» What is being asked:
Give back one number only: how many lines in the material below contain "clicks".
:: Records for processing
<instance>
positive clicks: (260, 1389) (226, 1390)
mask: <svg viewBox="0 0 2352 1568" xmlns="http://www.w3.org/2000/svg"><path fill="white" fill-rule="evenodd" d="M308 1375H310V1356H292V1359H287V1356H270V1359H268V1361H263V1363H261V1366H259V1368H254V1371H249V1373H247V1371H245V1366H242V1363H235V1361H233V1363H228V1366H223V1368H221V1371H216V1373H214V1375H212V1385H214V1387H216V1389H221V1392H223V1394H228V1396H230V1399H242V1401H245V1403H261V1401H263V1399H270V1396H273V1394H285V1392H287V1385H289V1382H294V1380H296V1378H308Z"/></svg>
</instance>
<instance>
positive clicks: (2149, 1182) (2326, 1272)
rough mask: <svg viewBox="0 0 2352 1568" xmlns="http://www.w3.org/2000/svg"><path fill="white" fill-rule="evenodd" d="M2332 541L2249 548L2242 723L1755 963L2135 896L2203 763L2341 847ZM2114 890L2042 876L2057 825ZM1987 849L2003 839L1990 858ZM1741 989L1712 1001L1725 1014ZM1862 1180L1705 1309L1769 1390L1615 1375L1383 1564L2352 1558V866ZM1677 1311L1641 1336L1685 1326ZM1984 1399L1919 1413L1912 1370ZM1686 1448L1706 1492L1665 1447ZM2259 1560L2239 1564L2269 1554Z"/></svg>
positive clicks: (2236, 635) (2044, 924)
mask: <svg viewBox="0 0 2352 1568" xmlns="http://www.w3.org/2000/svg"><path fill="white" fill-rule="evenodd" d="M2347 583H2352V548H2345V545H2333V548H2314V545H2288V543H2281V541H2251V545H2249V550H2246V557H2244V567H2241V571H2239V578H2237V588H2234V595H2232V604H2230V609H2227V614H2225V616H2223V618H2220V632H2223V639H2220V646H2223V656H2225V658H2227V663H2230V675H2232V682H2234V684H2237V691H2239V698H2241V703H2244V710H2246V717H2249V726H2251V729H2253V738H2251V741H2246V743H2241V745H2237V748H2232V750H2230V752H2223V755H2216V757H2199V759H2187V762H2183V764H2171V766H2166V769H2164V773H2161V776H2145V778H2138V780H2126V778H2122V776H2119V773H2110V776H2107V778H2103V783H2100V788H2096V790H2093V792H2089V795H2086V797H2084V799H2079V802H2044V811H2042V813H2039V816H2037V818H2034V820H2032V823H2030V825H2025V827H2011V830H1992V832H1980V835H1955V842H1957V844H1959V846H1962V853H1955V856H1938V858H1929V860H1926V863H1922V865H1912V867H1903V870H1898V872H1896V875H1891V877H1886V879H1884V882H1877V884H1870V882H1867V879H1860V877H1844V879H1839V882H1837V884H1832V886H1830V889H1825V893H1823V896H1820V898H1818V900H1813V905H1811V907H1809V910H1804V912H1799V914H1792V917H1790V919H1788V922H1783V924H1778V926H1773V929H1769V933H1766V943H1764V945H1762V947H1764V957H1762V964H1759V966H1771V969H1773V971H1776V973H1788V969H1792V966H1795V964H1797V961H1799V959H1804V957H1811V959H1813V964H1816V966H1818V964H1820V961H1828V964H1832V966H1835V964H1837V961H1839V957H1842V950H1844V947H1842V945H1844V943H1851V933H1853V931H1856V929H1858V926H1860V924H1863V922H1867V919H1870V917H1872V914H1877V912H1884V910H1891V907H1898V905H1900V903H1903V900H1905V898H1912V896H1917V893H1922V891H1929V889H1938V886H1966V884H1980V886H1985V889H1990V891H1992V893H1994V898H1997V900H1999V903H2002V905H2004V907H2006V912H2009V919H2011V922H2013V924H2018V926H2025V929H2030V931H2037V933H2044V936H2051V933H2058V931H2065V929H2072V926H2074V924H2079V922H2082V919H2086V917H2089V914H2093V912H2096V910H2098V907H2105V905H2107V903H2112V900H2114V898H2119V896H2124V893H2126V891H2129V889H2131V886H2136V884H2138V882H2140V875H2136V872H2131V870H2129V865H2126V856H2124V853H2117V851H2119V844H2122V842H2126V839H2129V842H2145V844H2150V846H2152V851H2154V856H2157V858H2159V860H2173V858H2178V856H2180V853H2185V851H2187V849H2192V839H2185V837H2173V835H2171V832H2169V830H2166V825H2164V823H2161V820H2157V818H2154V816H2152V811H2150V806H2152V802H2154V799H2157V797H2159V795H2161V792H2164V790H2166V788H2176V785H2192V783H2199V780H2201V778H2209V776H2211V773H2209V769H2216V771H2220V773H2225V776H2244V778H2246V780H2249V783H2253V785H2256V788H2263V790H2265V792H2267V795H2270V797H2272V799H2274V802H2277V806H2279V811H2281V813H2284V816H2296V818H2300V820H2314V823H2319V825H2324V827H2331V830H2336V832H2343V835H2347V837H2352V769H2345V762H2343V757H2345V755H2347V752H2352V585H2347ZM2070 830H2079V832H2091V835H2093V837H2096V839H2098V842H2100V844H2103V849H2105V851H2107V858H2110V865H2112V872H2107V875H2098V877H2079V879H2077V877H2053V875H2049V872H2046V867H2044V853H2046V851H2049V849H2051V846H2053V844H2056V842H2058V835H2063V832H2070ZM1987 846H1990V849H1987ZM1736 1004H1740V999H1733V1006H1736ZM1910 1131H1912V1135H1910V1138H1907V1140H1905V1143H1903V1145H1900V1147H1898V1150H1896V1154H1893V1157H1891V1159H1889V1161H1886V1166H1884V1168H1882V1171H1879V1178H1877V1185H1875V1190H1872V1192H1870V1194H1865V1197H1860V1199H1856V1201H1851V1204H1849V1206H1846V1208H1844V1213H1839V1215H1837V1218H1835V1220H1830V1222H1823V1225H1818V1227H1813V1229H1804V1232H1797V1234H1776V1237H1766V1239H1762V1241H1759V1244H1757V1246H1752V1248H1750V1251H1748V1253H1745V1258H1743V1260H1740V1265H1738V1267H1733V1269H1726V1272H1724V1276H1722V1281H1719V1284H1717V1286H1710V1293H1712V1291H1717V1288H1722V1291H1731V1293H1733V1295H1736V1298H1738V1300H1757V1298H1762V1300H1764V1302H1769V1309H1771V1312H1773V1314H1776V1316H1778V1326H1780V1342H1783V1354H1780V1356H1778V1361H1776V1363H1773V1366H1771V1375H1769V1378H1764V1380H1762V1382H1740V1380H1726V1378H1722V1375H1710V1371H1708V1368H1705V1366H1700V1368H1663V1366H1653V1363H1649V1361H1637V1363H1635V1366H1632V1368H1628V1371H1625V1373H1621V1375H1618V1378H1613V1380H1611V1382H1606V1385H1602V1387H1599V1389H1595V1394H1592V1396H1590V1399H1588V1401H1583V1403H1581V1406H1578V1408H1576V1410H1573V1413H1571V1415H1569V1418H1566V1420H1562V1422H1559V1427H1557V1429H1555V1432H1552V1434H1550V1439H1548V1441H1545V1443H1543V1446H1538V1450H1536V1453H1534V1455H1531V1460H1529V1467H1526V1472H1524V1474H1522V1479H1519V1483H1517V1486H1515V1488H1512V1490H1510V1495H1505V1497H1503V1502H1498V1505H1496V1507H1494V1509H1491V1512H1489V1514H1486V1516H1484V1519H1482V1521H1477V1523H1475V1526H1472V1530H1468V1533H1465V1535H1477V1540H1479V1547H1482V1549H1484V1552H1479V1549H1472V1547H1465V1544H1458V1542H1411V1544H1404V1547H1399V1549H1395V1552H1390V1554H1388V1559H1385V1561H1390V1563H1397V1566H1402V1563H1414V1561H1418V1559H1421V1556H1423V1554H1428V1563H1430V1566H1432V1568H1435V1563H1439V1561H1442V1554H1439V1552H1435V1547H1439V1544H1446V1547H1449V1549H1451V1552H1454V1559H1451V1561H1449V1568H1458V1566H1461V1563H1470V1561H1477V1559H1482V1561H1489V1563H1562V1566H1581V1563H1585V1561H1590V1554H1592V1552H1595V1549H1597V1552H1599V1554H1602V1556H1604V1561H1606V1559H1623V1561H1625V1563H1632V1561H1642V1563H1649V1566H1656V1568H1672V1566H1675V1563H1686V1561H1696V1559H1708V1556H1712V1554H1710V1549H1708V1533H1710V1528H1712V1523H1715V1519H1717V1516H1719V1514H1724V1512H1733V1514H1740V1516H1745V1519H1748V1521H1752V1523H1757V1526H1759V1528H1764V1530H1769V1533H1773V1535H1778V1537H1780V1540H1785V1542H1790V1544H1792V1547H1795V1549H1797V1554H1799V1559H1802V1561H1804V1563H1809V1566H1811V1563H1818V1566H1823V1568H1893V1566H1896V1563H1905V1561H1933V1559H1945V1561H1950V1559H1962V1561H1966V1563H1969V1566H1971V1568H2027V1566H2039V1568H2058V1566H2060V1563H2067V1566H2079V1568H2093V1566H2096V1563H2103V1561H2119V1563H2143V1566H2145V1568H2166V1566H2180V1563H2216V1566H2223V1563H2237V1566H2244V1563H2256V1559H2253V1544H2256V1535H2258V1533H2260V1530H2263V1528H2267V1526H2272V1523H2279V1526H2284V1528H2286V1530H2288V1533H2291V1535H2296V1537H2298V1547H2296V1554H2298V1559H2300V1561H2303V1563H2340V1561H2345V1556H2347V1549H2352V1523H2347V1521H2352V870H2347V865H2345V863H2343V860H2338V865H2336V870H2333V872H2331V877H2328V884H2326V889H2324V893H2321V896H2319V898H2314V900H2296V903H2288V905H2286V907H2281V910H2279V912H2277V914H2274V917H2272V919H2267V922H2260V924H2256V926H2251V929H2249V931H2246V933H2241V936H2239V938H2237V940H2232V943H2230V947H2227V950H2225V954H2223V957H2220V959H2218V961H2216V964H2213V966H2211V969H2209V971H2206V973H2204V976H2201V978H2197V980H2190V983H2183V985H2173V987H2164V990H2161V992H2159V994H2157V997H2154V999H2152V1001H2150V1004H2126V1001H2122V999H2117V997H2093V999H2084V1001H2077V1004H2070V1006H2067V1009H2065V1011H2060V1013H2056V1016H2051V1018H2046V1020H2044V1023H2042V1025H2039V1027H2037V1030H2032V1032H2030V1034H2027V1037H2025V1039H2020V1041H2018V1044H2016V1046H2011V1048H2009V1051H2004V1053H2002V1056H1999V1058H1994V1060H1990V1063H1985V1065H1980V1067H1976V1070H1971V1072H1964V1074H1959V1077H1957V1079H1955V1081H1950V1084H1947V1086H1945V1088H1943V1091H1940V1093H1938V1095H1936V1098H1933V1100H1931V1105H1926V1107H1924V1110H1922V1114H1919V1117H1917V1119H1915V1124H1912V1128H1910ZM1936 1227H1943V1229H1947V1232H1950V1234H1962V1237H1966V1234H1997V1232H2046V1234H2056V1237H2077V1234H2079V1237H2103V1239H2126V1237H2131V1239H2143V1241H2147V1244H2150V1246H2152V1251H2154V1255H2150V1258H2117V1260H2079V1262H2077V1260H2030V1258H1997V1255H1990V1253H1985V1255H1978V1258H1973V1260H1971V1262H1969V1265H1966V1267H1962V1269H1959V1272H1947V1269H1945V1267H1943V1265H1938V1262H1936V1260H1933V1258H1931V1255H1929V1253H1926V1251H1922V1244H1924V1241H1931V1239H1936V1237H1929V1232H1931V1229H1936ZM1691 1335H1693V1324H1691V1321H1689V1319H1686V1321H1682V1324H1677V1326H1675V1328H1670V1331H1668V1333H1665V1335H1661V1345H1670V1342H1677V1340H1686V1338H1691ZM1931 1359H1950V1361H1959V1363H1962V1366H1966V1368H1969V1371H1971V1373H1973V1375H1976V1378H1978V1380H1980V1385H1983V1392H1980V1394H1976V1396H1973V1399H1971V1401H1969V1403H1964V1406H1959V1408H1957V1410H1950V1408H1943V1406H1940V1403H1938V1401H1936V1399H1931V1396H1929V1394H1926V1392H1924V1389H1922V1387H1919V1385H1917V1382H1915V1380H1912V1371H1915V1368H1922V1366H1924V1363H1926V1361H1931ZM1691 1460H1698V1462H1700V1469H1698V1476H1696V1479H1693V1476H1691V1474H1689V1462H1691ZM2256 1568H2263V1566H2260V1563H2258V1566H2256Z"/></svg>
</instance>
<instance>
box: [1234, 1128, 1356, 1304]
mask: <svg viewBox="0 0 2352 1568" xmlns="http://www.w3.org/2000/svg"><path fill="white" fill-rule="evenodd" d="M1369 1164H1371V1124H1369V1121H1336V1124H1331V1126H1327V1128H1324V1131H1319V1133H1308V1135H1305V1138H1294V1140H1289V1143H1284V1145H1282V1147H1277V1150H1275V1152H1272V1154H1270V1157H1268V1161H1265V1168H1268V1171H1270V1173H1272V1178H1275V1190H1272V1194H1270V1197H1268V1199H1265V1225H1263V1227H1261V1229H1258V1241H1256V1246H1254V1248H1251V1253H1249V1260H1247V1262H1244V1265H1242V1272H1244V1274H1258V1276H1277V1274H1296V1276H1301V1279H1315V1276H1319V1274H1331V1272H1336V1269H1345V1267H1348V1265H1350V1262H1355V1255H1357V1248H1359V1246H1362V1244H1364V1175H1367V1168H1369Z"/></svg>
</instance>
::::
» Problem solution:
3